==== Records
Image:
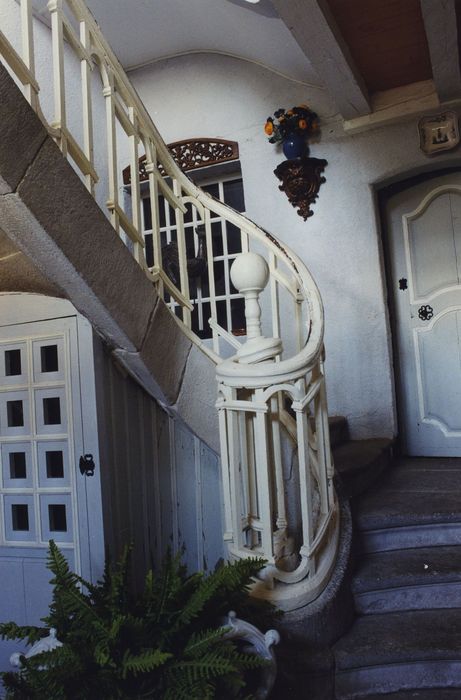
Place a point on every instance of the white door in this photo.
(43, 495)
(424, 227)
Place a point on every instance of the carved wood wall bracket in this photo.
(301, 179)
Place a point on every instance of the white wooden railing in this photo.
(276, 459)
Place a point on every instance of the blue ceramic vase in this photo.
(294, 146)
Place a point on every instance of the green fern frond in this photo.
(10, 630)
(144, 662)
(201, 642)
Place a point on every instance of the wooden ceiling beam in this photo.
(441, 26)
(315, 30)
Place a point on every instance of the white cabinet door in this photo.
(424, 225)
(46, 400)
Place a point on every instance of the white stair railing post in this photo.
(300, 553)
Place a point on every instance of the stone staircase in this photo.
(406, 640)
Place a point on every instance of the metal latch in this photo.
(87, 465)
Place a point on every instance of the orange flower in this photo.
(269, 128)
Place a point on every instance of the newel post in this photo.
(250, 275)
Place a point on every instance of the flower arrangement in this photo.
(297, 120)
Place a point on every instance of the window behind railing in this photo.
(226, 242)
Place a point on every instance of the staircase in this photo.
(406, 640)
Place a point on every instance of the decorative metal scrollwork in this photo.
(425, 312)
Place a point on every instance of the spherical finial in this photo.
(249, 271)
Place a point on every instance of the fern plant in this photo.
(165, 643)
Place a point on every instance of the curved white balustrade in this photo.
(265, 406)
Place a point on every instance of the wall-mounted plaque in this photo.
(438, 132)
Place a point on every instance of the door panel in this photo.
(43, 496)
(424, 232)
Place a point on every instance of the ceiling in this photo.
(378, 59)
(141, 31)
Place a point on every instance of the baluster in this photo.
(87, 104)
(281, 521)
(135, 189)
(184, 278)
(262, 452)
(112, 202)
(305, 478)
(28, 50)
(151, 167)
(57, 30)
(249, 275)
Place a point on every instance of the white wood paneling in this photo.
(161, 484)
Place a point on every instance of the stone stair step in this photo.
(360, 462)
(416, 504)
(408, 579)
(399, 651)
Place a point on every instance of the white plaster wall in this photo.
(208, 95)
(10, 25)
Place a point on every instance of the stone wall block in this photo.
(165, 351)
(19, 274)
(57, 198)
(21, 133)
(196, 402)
========
*Required task:* Omit the pictures and restate the rest of the records verbatim.

*Written solution:*
Image:
Place a point on every instance of the white door in this photo.
(43, 495)
(424, 227)
Place a point on every instance of the carved wood wall bracket in this photo.
(301, 179)
Place a point on every instance of the white wooden railing in this photo.
(276, 459)
Place a point on every instance of the blue ceramic vase in this photo.
(294, 146)
Place a point on every instance of the green fern frond in this photo.
(10, 630)
(144, 662)
(201, 642)
Place a point on every instance of the wooden ceiling beam in this photo.
(441, 26)
(315, 30)
Place a point on every instance of the white cabinet door in this photo.
(424, 225)
(46, 400)
Place a point on every instance of the white stair railing post in this photo.
(300, 553)
Place a point on every instance of the stone staircase in this photo.
(406, 640)
Place a point on every instance of the metal latch in this photo.
(87, 465)
Place a point on every instance of the orange flower in this photo.
(269, 128)
Place a point on every instance of the newel post in this photo.
(250, 275)
Place a point on every instance of the flower arrangement in this photo.
(297, 120)
Place a point on every instance of the window behind railing in this photo.
(226, 242)
Place a point on every instance of the staircase in this photo.
(406, 640)
Place a point on every instance of the decorative metal scrollwork in this photo.
(425, 312)
Place a point on every instance of the spherical finial in this photo.
(249, 271)
Place a point on every instance of the fern plant in this photo.
(165, 643)
Place a point on every instance of the curved white balustrade in this photo.
(265, 406)
Place a point on every instance of the wall-mounted plaque in this photo.
(438, 132)
Place a point on every instance of the door panel in this photo.
(43, 496)
(424, 232)
Place a point on every instance of the ceiling in this photo.
(378, 59)
(141, 31)
Place a point on every instance of the baluster in this photo.
(87, 104)
(281, 521)
(135, 189)
(184, 278)
(262, 452)
(112, 202)
(305, 478)
(28, 50)
(151, 167)
(57, 30)
(249, 275)
Place a point on every instance of the white wood paneling in this photo.
(161, 484)
Place a point on every instance of the stone stair step in this photo.
(360, 462)
(416, 504)
(408, 579)
(399, 651)
Place a point on every instance of the white plaster wall in this photo.
(208, 95)
(10, 25)
Place a point on every instance of the stone wall block in this photo.
(165, 351)
(19, 274)
(57, 198)
(21, 133)
(196, 402)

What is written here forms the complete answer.